*EXERCISE MATERIAL*.

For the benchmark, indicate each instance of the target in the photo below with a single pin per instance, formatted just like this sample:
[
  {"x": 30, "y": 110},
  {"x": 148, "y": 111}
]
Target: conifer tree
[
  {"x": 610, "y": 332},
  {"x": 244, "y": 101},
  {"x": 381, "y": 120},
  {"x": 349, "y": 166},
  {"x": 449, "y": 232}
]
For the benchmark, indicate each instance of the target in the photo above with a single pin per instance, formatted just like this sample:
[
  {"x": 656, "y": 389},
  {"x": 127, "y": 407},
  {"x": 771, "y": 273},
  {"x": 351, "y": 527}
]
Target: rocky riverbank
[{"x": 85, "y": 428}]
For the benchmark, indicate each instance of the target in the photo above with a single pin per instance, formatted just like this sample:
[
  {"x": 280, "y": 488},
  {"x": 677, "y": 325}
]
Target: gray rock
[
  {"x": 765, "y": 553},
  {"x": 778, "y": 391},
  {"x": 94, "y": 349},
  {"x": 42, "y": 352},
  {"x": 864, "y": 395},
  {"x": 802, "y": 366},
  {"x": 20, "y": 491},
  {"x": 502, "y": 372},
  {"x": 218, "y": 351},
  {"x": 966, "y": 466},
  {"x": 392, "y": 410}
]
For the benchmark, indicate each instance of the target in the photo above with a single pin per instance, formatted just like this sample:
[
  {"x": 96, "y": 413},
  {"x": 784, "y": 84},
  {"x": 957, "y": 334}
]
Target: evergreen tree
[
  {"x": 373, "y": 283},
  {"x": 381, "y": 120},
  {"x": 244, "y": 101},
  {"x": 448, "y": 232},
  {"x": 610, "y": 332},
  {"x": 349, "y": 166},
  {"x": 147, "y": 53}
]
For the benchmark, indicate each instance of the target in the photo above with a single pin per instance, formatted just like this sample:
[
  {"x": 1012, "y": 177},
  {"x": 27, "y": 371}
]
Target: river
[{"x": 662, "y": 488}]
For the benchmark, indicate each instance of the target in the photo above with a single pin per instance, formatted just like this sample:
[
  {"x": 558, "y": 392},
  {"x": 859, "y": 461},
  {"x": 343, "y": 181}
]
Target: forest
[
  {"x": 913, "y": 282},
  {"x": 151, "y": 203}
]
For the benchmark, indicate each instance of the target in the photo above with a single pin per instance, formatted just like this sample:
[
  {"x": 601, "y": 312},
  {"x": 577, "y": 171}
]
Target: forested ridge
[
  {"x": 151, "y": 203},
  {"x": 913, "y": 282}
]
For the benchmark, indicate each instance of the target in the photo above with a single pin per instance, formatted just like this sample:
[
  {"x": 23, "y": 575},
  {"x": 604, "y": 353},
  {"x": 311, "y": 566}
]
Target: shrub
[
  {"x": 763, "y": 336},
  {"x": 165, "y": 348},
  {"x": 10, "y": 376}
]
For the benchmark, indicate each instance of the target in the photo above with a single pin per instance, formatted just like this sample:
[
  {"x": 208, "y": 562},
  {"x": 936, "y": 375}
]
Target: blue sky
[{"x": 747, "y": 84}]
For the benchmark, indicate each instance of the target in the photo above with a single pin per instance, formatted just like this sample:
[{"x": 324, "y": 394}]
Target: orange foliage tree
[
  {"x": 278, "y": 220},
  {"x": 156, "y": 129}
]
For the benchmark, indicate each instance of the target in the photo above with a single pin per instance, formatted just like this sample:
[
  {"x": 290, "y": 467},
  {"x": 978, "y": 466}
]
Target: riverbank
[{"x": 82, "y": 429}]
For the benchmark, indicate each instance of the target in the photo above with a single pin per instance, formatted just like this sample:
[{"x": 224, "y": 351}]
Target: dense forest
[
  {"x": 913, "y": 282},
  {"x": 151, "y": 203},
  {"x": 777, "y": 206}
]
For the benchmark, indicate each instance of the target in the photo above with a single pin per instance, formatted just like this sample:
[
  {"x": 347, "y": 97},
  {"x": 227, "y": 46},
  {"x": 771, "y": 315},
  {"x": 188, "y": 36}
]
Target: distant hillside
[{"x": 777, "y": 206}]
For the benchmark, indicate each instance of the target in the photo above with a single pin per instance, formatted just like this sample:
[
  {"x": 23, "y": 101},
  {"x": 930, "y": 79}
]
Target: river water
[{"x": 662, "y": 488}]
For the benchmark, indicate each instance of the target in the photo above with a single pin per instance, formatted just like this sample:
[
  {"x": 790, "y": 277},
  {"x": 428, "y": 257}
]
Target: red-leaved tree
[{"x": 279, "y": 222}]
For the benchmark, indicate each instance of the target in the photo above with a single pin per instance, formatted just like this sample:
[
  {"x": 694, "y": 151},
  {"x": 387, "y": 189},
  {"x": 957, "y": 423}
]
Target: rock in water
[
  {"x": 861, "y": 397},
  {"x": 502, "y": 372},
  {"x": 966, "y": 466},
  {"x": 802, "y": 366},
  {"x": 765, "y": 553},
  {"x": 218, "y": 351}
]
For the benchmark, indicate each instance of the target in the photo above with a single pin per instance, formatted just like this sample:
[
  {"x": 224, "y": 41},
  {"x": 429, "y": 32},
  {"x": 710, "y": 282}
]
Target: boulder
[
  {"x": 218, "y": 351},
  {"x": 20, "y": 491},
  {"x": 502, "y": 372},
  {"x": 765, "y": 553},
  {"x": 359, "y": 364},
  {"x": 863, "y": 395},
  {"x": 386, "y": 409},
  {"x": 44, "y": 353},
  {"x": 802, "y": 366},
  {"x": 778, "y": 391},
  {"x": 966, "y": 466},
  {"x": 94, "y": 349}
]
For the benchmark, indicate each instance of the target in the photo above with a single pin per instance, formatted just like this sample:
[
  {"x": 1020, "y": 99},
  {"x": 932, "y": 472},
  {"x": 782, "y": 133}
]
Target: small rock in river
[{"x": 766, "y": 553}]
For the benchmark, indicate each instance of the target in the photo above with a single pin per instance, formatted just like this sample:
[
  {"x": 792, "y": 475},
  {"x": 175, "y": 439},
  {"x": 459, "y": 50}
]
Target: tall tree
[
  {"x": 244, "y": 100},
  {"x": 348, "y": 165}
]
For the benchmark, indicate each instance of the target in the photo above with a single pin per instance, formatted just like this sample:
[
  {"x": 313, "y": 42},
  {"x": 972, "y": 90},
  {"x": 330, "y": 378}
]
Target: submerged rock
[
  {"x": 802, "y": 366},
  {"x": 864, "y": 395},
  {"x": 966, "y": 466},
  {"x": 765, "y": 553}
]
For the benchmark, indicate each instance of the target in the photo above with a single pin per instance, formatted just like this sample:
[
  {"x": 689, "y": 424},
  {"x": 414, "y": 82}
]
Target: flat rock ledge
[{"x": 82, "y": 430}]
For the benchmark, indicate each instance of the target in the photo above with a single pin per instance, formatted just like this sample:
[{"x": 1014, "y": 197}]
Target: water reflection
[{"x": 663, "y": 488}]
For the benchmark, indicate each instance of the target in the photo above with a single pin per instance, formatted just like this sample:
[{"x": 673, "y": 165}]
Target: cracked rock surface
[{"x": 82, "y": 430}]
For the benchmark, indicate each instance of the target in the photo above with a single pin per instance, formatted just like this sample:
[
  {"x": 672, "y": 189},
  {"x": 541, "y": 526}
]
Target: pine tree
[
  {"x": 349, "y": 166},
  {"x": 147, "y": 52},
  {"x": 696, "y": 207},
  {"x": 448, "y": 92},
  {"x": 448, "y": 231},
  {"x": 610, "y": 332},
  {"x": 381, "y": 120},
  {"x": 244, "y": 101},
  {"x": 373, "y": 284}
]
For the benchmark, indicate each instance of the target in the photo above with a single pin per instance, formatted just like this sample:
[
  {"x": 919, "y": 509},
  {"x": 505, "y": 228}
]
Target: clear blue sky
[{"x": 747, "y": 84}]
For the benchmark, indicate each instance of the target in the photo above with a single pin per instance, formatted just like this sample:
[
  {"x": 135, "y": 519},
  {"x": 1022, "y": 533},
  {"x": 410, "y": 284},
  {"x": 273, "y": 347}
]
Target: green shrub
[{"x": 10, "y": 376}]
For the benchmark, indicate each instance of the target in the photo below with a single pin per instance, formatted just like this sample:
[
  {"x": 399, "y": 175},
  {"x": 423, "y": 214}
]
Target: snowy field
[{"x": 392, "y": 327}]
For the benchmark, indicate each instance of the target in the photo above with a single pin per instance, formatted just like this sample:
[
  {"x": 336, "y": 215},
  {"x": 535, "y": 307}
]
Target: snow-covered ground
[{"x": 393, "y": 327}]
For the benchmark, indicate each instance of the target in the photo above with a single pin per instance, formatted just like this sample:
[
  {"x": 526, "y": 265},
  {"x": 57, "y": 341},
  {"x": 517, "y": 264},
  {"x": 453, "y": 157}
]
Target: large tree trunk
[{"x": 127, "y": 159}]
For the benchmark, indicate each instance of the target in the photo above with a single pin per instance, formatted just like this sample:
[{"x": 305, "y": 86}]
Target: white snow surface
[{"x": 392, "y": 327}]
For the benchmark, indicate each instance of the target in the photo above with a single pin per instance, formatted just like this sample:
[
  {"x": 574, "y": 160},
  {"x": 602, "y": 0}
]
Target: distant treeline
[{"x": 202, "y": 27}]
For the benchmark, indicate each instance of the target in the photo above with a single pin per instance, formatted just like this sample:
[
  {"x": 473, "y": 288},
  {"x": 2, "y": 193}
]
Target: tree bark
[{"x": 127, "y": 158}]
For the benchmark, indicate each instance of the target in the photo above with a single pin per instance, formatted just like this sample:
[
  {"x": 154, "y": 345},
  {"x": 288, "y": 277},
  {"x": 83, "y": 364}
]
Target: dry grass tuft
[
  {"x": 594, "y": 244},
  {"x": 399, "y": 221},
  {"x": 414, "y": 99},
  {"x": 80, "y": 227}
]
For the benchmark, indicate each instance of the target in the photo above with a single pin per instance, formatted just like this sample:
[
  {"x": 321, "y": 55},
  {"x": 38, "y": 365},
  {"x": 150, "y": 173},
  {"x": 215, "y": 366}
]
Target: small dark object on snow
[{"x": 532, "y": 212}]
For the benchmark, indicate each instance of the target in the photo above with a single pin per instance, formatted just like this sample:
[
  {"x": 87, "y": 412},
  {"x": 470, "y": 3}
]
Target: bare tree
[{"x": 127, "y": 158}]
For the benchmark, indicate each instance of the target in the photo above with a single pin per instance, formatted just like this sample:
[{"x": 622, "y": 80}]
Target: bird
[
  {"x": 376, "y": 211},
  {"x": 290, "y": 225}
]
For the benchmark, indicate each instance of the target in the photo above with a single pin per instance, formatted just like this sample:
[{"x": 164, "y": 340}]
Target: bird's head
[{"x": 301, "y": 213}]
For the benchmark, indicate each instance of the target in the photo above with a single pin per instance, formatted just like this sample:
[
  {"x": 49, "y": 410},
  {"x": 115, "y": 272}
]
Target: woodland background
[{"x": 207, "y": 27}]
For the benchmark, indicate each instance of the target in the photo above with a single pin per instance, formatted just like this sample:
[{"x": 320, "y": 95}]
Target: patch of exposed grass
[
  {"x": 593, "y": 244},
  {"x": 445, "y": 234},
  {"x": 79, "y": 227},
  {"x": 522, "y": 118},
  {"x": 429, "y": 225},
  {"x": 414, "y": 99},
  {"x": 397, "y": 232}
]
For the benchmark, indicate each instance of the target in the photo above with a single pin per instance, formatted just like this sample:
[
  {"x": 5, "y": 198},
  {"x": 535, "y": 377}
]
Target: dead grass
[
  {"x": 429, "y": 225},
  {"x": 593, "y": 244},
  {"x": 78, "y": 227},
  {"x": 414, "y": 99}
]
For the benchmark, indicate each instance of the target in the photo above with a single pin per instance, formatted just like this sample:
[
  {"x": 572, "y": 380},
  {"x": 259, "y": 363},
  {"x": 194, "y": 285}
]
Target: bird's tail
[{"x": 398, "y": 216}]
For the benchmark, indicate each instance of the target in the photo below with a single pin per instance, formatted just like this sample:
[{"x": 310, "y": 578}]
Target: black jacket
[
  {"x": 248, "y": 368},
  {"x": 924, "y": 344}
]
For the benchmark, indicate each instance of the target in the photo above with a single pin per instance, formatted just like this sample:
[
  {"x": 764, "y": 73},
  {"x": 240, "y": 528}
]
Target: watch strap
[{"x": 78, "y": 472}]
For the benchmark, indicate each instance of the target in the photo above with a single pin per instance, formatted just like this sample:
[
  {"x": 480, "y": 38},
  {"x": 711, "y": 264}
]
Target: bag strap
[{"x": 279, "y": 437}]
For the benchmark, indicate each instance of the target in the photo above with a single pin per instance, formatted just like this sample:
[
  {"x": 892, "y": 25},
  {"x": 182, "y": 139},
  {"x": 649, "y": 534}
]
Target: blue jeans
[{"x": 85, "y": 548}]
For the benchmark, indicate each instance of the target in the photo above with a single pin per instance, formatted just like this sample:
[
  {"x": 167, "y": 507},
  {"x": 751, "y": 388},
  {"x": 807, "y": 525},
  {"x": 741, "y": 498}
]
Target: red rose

*THE PROBLEM*.
Return every line in the records above that contains the word "distant", copying each line in full.

*RESPONSE TO THE EXERCISE*.
Target: distant hillside
Target: distant treeline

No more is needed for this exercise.